[Provided text — start]

The following abstract presents results of a study conducted by a contract laboratory for the National Toxicology Program. The findings were not evaluated in accordance with the levels of evidence for reproductive or developmental criteria established by NTP in March 2009. The findings and conclusions for this study should not be construed to represent the views of NTP or the U.S. Government.
Ethylene Glycol Monomethyl Ether (EGME), a common chemical and solvent used in industry and in consumer goods, was tested for reproductive toxicity in Swiss CD-1 mice using the RACB protocol. It was part of a series of glycol ethers and congeners evaluated for structure-activity correlations using this design. In a preliminary study using concentrations of 0.5% to 2.0% EGME in drinking water, all treated mice were infertile. Thus follow-up study was designed to more accurately define the dose-response curve. Data from the previous study, plus body weights, clinical signs, and food/water consumption during the dose-range-finding segment (Task 1) were used to set concentrations for the main study (Task 2) at 0.1%, 0.2%, and 0.4% EGME in drinking water. These concentrations produced calculated consumption estimates of nearly equal to 159, 336, and 619 mg/kg/d.
During Task 2, 1 male died in the control group, and 2, 2, 1, and 4 females died in the control-to-high-dose EGME groups, respectively. Only 1 of the remaining 16 high-dose pairs had a litter, while the fertility rate in the other groups was unchanged by EGME consumption. Female body weight during Task 2 was reduced, which reflects the lack of pregnancy-induced body weight increases. The number of litters/pair was reduced by 30% at 0.2% EGME, while the number of live pups/litter was reduced by 18% and 77% in the low dose and middle dose groups, respectively. No live pups were delivered at 0.4% EGME. Pup weight adjusted for litter size was reduced by 6% in the middle dose group. Cumulative days to litter was increased for all litters at all doses; for the 0.1% and 0.2% EGME groups, the last litter was delivered 8 and 11 days after the controls, respectively.
The middle dose group was used in a Task 3 crossover to determine the affected sex. There was a 66% reduction in pups delivered to treated females, and the pup adjusted body weight was reduced by 6%. No adverse effects were seen in litters of treated males. After delivery and assessment of the litters, these F0 mice were killed and necropsied. Body and organ weights were unaffected by 0.2% EGME consumption, but estrous cycle length was increased from 4.8 days (controls) to 5.6 days.

[Provided text — finish]
[Data shown — start]

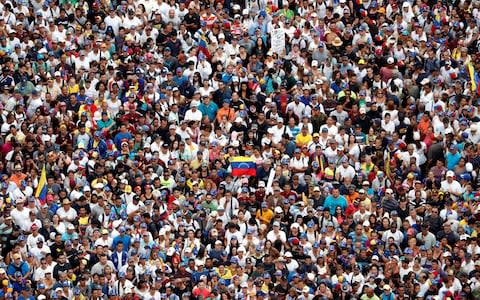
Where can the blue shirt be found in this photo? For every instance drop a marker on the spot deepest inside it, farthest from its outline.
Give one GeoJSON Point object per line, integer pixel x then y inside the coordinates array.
{"type": "Point", "coordinates": [23, 268]}
{"type": "Point", "coordinates": [119, 137]}
{"type": "Point", "coordinates": [331, 203]}
{"type": "Point", "coordinates": [210, 110]}
{"type": "Point", "coordinates": [452, 160]}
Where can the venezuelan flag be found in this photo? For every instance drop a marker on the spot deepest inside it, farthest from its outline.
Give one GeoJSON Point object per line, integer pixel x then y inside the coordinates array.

[Data shown — finish]

Exercise set:
1) From the EGME abstract, list each EGME concentration in drinking water set for the main study (Task 2), with its calculated consumption estimate.
2) Answer these from the EGME abstract:
(a) In what strain of mice was EGME tested?
(b) In the 0.1% and 0.2% EGME groups, how many days after the controls was the last litter delivered?
(c) In the Task 3 animals, what was the estrous cycle length for controls and for mice given 0.2% EGME?
None of these entries is needed for the work on the EGME abstract.

List of answers:
1)
0.1% EGME: nearly 159 mg/kg/d
0.2% EGME: nearly 336 mg/kg/d
0.4% EGME: nearly 619 mg/kg/d

2)
(a) Swiss CD-1 mice.
(b) 8 days for the 0.1% group and 11 days for the 0.2% group.
(c) 4.8 days for controls and 5.6 days for mice given 0.2% EGME.